• WHAT IS REQUIRED
Pick out each line in the material below that contains the word "small" and copy those lines.

(Coordinate annotation records)
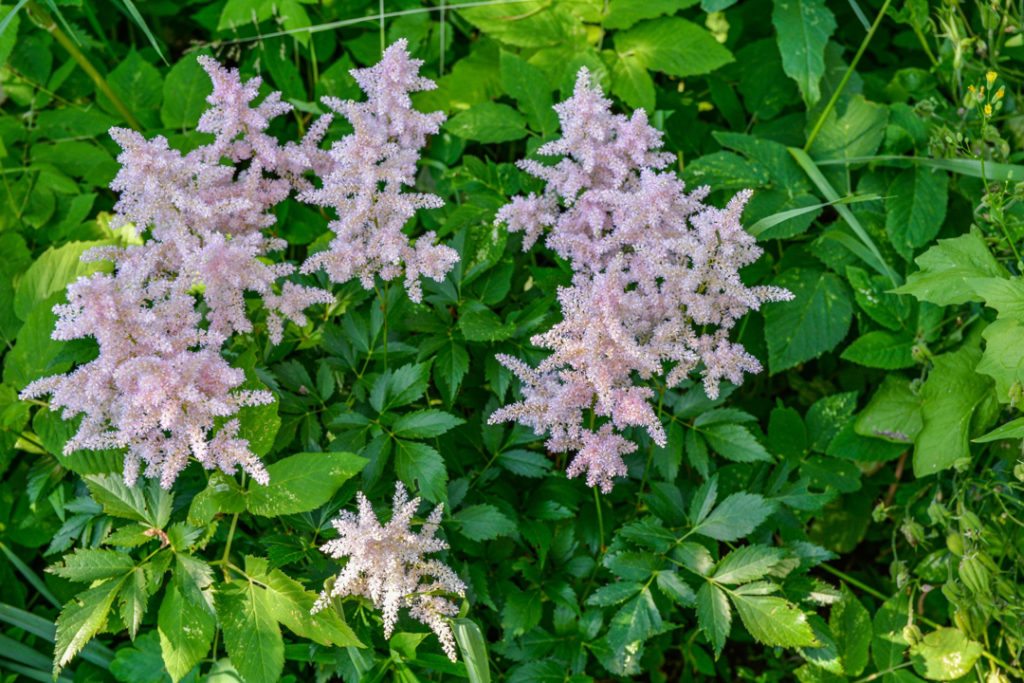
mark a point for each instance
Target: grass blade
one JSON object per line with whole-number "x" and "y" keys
{"x": 812, "y": 171}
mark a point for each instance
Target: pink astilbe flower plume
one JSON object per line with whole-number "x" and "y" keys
{"x": 160, "y": 386}
{"x": 656, "y": 285}
{"x": 386, "y": 565}
{"x": 364, "y": 177}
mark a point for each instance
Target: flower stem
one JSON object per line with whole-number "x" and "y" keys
{"x": 46, "y": 23}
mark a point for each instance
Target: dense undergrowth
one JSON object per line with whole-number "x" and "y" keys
{"x": 851, "y": 512}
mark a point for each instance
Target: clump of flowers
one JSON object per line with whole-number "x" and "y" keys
{"x": 364, "y": 176}
{"x": 655, "y": 290}
{"x": 160, "y": 387}
{"x": 386, "y": 565}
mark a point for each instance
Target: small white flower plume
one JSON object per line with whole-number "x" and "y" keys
{"x": 386, "y": 565}
{"x": 656, "y": 285}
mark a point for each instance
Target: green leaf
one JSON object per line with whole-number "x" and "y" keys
{"x": 1013, "y": 429}
{"x": 483, "y": 522}
{"x": 893, "y": 413}
{"x": 526, "y": 84}
{"x": 137, "y": 84}
{"x": 479, "y": 324}
{"x": 857, "y": 133}
{"x": 915, "y": 209}
{"x": 473, "y": 648}
{"x": 93, "y": 564}
{"x": 748, "y": 563}
{"x": 813, "y": 323}
{"x": 524, "y": 463}
{"x": 851, "y": 627}
{"x": 949, "y": 396}
{"x": 612, "y": 594}
{"x": 635, "y": 622}
{"x": 1004, "y": 357}
{"x": 290, "y": 603}
{"x": 488, "y": 122}
{"x": 303, "y": 481}
{"x": 238, "y": 13}
{"x": 1006, "y": 296}
{"x": 674, "y": 46}
{"x": 185, "y": 90}
{"x": 632, "y": 83}
{"x": 530, "y": 24}
{"x": 52, "y": 271}
{"x": 881, "y": 349}
{"x": 251, "y": 634}
{"x": 772, "y": 621}
{"x": 676, "y": 589}
{"x": 624, "y": 13}
{"x": 81, "y": 620}
{"x": 185, "y": 626}
{"x": 802, "y": 29}
{"x": 425, "y": 424}
{"x": 451, "y": 366}
{"x": 735, "y": 442}
{"x": 948, "y": 268}
{"x": 714, "y": 615}
{"x": 944, "y": 654}
{"x": 734, "y": 517}
{"x": 419, "y": 463}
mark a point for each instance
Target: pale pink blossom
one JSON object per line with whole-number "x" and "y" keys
{"x": 655, "y": 292}
{"x": 386, "y": 564}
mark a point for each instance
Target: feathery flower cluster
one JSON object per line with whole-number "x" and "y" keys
{"x": 364, "y": 174}
{"x": 386, "y": 565}
{"x": 655, "y": 284}
{"x": 160, "y": 385}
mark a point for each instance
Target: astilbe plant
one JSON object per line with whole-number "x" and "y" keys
{"x": 385, "y": 564}
{"x": 160, "y": 386}
{"x": 655, "y": 289}
{"x": 364, "y": 175}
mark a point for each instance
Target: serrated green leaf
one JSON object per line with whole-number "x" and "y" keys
{"x": 93, "y": 564}
{"x": 802, "y": 29}
{"x": 734, "y": 517}
{"x": 944, "y": 654}
{"x": 185, "y": 626}
{"x": 714, "y": 615}
{"x": 612, "y": 594}
{"x": 81, "y": 620}
{"x": 419, "y": 463}
{"x": 915, "y": 208}
{"x": 674, "y": 46}
{"x": 483, "y": 522}
{"x": 185, "y": 90}
{"x": 948, "y": 268}
{"x": 526, "y": 84}
{"x": 735, "y": 442}
{"x": 425, "y": 424}
{"x": 303, "y": 481}
{"x": 488, "y": 122}
{"x": 772, "y": 621}
{"x": 252, "y": 636}
{"x": 748, "y": 563}
{"x": 674, "y": 587}
{"x": 949, "y": 396}
{"x": 851, "y": 627}
{"x": 813, "y": 323}
{"x": 880, "y": 348}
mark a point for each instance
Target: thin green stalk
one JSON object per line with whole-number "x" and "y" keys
{"x": 846, "y": 76}
{"x": 47, "y": 24}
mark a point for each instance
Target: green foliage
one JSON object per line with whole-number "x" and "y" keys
{"x": 852, "y": 513}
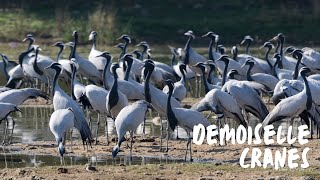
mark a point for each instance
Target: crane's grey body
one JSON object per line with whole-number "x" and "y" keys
{"x": 221, "y": 102}
{"x": 18, "y": 96}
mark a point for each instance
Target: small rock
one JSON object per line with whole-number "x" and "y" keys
{"x": 62, "y": 170}
{"x": 21, "y": 172}
{"x": 280, "y": 178}
{"x": 205, "y": 178}
{"x": 308, "y": 178}
{"x": 91, "y": 168}
{"x": 36, "y": 178}
{"x": 147, "y": 140}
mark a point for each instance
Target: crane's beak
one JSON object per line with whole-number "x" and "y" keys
{"x": 18, "y": 109}
{"x": 274, "y": 38}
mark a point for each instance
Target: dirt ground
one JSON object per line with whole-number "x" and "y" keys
{"x": 226, "y": 167}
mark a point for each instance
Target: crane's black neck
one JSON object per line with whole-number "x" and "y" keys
{"x": 74, "y": 49}
{"x": 144, "y": 51}
{"x": 277, "y": 47}
{"x": 5, "y": 70}
{"x": 249, "y": 77}
{"x": 235, "y": 55}
{"x": 124, "y": 49}
{"x": 59, "y": 53}
{"x": 186, "y": 50}
{"x": 267, "y": 58}
{"x": 224, "y": 76}
{"x": 231, "y": 75}
{"x": 210, "y": 49}
{"x": 216, "y": 46}
{"x": 173, "y": 60}
{"x": 280, "y": 65}
{"x": 139, "y": 55}
{"x": 35, "y": 64}
{"x": 55, "y": 80}
{"x": 183, "y": 78}
{"x": 73, "y": 68}
{"x": 147, "y": 86}
{"x": 248, "y": 46}
{"x": 296, "y": 69}
{"x": 274, "y": 69}
{"x": 30, "y": 43}
{"x": 113, "y": 94}
{"x": 173, "y": 122}
{"x": 22, "y": 55}
{"x": 94, "y": 40}
{"x": 209, "y": 79}
{"x": 127, "y": 74}
{"x": 205, "y": 82}
{"x": 308, "y": 92}
{"x": 104, "y": 74}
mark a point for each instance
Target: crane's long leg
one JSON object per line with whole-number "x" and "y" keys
{"x": 131, "y": 134}
{"x": 71, "y": 140}
{"x": 177, "y": 133}
{"x": 5, "y": 132}
{"x": 189, "y": 141}
{"x": 64, "y": 138}
{"x": 98, "y": 123}
{"x": 107, "y": 131}
{"x": 190, "y": 88}
{"x": 197, "y": 88}
{"x": 13, "y": 124}
{"x": 161, "y": 134}
{"x": 167, "y": 149}
{"x": 209, "y": 115}
{"x": 199, "y": 81}
{"x": 311, "y": 128}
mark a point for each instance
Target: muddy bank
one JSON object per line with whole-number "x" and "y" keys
{"x": 160, "y": 171}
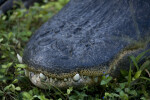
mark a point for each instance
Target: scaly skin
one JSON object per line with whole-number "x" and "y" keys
{"x": 85, "y": 39}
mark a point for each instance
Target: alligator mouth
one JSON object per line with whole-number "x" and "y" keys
{"x": 77, "y": 80}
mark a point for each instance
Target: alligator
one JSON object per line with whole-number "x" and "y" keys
{"x": 7, "y": 5}
{"x": 85, "y": 39}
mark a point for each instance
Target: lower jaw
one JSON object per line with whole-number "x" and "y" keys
{"x": 45, "y": 82}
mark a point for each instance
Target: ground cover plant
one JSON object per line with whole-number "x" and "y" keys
{"x": 15, "y": 30}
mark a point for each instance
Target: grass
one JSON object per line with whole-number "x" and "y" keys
{"x": 16, "y": 29}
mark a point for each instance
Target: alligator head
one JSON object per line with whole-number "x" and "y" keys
{"x": 85, "y": 39}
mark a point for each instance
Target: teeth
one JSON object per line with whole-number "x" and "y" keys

• WRITTEN ANSWER
Target: small white flower plume
Target: small rock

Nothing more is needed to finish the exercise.